EXCERPTED PASSAGE
Old women were proverbially demented, a detail Boccaccio had already referred to in Genealogie XIV, 9 8: 'delirantium vetularum inventio' [the imagining of crazy little old women]. In other words, there was always the possibility, even in the most unpromising circumstances, of using fiction to convey something else.

Boccaccio's other presentation of a theory of allegory occurs in the Esposizioni. The explanation here occurs in a very different context to the one we have seen in the Genealogie. Boccaccio is defending a specifically Christian poet, to whom he is offering the status of a lay theologian. He is also giving his lectures before an audience in church, and he wishes his commentary to be taken as the work of a devout and orthodox believer.

Fu adunque il nostro poeta, sì come gli altri poeti sono, nasconditore, come si vede, di così cara gioia, come la catolica verità, sotto la volgare corteccia del suo poema. Per la qual cosa si può meritamente dire questo libro essere poliseno, cioè di più sensi. De' quali è il primo senso quello il quale egli ha nelle cose significate per la littera, sì come voi potete aver di sopra, nella esposizion litterale, udito: e chiamasi questo senso 'litterale', e così è. Il secondo senso è 'allegorico', o vero 'morale'; il quale, acciò che voi comprendiate meglio, essemplificando vel dichiarerò in questi versi: 'In exitu Israel de Egypto, domus Iacob de populo barbaro, facta est Iudea sanctificatio eius, Israel potestas eius'. De' quali, se noi guarderemo a quello che la lettera suona solamente, vedremo esserci significato l'uscimento de' figliuoli di Israèl d'Egitto, al tempo di Moisè, e se noi guarderemo alla allegoria, vedremo esserci mostrata la nostra redenzione fatta per Cristo: e se noi guarderemo al senso morale, vedremo esserci mostrata la conversione dell'anima nostra dal pianto e dalla miseria del peccato allo stato della grazia, e se noi guarderemo al senso anagogico, vedremo esserci dimostrato l'uscimento dell'anima santa dalla corruzione della presente servitudine alla libertà della gloria eternale.

AIM
Reproduce the passage on Boccaccio's theory of allegory from "Old women were" up to and including "convey something else.". The items are drawn from a separate, unrelated source.

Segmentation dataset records
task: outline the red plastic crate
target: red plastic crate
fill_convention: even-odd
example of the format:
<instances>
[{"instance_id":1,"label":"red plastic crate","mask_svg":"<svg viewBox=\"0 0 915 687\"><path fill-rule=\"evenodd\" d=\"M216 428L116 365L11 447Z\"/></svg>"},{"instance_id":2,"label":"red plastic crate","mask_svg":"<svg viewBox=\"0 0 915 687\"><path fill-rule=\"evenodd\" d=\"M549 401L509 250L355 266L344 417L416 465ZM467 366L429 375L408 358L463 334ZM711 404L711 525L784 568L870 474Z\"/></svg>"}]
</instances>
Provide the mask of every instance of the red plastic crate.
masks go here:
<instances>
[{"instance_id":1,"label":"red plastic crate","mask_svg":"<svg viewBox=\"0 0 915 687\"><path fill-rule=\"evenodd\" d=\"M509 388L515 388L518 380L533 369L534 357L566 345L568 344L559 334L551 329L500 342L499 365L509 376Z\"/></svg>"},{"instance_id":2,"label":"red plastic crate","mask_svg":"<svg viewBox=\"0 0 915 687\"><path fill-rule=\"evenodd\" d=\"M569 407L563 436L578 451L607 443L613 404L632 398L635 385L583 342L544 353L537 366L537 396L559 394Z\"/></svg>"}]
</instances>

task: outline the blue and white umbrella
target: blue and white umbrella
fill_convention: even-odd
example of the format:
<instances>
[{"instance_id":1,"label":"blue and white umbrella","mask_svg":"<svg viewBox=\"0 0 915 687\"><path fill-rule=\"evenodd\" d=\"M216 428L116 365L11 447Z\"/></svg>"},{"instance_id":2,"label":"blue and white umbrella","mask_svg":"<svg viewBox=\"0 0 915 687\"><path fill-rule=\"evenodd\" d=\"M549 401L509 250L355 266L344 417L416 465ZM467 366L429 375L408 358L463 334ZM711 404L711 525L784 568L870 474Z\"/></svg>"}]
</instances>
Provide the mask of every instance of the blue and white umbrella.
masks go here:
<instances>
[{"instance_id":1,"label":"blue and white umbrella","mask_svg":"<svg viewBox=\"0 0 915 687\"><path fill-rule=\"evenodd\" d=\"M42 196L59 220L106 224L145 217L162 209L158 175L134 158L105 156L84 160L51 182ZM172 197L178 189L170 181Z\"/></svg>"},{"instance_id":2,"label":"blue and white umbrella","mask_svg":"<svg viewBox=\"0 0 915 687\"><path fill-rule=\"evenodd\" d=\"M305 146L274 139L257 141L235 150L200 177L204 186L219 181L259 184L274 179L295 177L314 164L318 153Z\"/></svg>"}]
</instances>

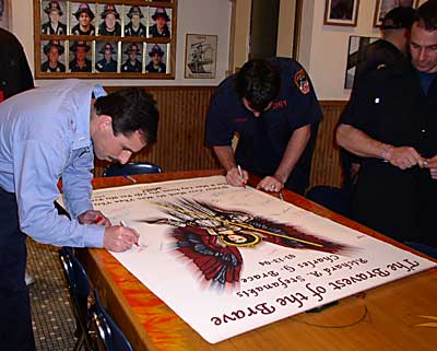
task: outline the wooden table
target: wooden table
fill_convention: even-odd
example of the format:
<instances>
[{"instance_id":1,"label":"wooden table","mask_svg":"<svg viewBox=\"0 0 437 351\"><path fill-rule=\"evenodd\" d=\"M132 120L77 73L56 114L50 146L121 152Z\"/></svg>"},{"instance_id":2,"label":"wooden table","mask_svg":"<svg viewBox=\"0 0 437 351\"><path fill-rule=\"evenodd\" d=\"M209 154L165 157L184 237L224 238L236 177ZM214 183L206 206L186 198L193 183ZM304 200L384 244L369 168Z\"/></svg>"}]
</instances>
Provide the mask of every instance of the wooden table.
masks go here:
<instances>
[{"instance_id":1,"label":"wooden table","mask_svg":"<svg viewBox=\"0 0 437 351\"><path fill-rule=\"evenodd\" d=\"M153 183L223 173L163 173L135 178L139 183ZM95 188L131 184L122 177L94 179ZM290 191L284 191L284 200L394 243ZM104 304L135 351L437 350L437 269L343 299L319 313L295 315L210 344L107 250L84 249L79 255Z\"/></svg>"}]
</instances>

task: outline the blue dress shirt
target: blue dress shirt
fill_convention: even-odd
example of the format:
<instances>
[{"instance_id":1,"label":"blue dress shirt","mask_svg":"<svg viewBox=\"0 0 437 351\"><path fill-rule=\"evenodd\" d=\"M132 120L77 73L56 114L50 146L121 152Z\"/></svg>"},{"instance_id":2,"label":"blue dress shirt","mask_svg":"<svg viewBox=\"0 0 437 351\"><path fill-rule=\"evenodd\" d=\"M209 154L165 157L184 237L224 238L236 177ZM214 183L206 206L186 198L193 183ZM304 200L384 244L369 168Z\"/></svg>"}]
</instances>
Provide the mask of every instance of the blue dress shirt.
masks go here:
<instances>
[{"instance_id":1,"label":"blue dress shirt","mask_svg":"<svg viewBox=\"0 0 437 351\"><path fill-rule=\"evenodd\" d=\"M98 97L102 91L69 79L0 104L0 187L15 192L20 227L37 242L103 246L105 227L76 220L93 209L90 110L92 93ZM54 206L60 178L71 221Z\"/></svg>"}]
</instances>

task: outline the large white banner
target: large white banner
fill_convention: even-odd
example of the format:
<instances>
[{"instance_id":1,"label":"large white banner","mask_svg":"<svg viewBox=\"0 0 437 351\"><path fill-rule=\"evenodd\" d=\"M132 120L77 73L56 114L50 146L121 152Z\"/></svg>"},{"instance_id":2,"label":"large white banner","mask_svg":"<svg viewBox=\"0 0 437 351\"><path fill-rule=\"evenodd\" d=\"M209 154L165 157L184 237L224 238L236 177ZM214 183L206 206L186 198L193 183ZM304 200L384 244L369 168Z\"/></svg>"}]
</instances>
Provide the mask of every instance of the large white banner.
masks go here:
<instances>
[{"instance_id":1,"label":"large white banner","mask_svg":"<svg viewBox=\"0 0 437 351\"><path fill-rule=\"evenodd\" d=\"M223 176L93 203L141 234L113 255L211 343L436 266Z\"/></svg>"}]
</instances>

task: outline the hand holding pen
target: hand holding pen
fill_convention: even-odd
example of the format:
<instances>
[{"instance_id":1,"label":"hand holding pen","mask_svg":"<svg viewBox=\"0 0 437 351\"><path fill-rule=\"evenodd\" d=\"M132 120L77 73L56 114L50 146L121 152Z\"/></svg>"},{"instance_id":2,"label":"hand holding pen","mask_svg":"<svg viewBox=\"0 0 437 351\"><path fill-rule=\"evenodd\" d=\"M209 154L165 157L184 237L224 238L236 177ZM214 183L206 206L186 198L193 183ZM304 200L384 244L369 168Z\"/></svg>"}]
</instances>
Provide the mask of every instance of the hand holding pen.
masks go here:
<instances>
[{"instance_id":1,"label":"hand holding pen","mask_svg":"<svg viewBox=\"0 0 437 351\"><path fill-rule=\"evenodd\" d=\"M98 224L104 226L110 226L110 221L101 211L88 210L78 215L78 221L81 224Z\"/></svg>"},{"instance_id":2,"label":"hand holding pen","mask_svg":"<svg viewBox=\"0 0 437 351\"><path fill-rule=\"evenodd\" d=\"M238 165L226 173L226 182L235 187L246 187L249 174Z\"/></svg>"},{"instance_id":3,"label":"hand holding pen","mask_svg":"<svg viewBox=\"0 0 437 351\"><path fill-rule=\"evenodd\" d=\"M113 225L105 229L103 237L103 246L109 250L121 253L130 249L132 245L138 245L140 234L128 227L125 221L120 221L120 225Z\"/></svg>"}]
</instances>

TASK OUTPUT
Old women were proverbially demented, a detail Boccaccio had already referred to in Genealogie XIV, 9 8: 'delirantium vetularum inventio' [the imagining of crazy little old women]. In other words, there was always the possibility, even in the most unpromising circumstances, of using fiction to convey something else.